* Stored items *
┌──

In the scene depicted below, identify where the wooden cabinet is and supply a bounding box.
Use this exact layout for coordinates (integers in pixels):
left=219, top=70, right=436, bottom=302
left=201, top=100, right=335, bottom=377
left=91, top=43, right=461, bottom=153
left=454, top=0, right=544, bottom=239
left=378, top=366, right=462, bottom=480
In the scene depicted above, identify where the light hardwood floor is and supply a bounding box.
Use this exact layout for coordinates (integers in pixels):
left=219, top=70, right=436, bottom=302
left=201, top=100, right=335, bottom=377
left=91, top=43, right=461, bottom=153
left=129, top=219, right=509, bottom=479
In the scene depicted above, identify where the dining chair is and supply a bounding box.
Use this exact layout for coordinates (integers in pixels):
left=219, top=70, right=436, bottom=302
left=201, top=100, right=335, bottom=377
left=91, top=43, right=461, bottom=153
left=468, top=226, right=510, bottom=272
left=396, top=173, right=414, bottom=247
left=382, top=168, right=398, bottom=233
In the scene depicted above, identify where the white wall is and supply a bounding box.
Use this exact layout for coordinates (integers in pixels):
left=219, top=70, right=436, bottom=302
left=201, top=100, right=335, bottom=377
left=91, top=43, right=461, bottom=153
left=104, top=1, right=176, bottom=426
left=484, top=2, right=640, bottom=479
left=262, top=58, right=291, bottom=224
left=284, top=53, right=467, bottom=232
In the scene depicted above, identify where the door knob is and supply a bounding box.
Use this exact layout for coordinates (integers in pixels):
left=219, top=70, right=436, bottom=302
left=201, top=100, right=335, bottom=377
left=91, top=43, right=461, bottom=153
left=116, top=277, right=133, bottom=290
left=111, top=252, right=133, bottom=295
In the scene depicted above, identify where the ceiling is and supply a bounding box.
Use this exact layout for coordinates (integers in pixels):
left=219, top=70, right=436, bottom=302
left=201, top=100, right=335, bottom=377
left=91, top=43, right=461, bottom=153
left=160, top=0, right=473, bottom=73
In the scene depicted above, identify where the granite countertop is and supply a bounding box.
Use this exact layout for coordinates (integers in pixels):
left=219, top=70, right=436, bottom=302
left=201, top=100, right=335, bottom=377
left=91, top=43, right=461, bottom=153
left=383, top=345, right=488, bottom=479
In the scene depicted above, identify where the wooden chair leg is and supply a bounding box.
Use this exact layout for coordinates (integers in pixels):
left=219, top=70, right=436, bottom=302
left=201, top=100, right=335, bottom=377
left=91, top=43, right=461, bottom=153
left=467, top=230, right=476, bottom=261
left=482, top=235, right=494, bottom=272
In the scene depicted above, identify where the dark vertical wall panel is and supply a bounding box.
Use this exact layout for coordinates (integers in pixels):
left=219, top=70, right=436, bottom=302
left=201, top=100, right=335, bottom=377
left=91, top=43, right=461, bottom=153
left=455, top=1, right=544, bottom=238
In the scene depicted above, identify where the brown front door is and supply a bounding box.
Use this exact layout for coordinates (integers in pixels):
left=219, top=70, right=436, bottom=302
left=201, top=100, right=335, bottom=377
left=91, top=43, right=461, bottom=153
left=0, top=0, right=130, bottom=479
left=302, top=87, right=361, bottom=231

└──

* What this task involves *
Update the listing above by replacing every instance of "supply" with "provide", leaving all other text unchanged.

* The solution *
In the scene depicted below, identify where the wooden cabinet is and provide a bounding box.
Use this exact layout for coordinates (integers in pixels):
left=219, top=70, right=436, bottom=302
left=201, top=100, right=335, bottom=377
left=91, top=43, right=461, bottom=153
left=454, top=0, right=544, bottom=239
left=378, top=366, right=462, bottom=480
In the scene depicted above, identify where the light hardwood floor is and provide a bounding box.
Use this exact layout for coordinates (integers in pixels):
left=219, top=70, right=436, bottom=302
left=201, top=100, right=335, bottom=377
left=91, top=43, right=461, bottom=153
left=129, top=219, right=509, bottom=479
In the scene depicted above, identify where the dining chair is and provide a bounding box.
Use this exact layout for coordinates (integers in pixels):
left=219, top=70, right=436, bottom=302
left=201, top=100, right=335, bottom=377
left=91, top=43, right=461, bottom=153
left=468, top=226, right=510, bottom=272
left=396, top=173, right=414, bottom=247
left=382, top=168, right=398, bottom=233
In the scene depicted above, identify where the white wall is and provide a bounding box.
Use this exact layout for coordinates (integers in pixels):
left=219, top=70, right=436, bottom=302
left=201, top=100, right=335, bottom=377
left=91, top=43, right=461, bottom=153
left=104, top=1, right=176, bottom=426
left=484, top=2, right=640, bottom=479
left=262, top=58, right=291, bottom=224
left=284, top=53, right=467, bottom=232
In the scene depicted above, identify where the door knob is and provide a bounding box.
Use this exact layout for coordinates (integers in pixels):
left=219, top=70, right=436, bottom=302
left=201, top=100, right=335, bottom=377
left=91, top=43, right=461, bottom=153
left=116, top=277, right=133, bottom=290
left=111, top=252, right=133, bottom=295
In the scene depicted above, identify where the ceiling is and provide a bounding box.
Use this exact layout for coordinates (integers in pixels):
left=219, top=70, right=436, bottom=302
left=201, top=100, right=335, bottom=377
left=91, top=43, right=461, bottom=153
left=160, top=0, right=473, bottom=73
In the scene depicted above, identify where the granite countertop is and provide a bounding box.
Use this exact layout for coordinates (integers in pixels):
left=219, top=70, right=436, bottom=302
left=201, top=100, right=335, bottom=377
left=91, top=43, right=461, bottom=153
left=383, top=345, right=488, bottom=479
In the scene depicted above, identify where the wooden chair leg is and provide a bounding box.
Use this exact layout for coordinates (integers in pixels):
left=219, top=70, right=436, bottom=302
left=201, top=100, right=335, bottom=377
left=91, top=43, right=461, bottom=153
left=467, top=230, right=476, bottom=261
left=482, top=235, right=494, bottom=272
In the scene depicted above, identify where the dark vertical wall panel is and provide a bounding box.
Use this exact layout for coordinates (integers in pixels):
left=219, top=70, right=436, bottom=302
left=201, top=100, right=335, bottom=377
left=91, top=43, right=461, bottom=153
left=455, top=1, right=544, bottom=238
In the scene depicted above, identify where the brown front door is and provide a bounding box.
Use this exact layout for coordinates (integers in pixels):
left=219, top=70, right=436, bottom=302
left=201, top=100, right=335, bottom=377
left=91, top=43, right=461, bottom=153
left=0, top=0, right=130, bottom=479
left=302, top=87, right=361, bottom=231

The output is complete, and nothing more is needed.